Goal
Please retype the lines below word for word, leaving out the pictures.

Records supplied
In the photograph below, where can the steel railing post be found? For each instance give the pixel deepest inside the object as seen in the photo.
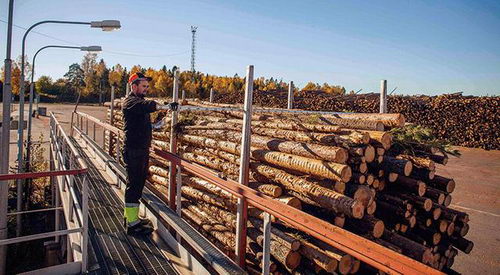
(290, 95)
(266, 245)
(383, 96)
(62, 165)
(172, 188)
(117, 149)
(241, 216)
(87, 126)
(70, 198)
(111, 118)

Reply to the exercise
In the photograph below, where can the steel railing post be found? For each instance give the pixel deepest inside the object as seen in the photo.
(290, 95)
(266, 245)
(383, 96)
(62, 165)
(172, 188)
(117, 149)
(241, 216)
(87, 126)
(70, 198)
(111, 118)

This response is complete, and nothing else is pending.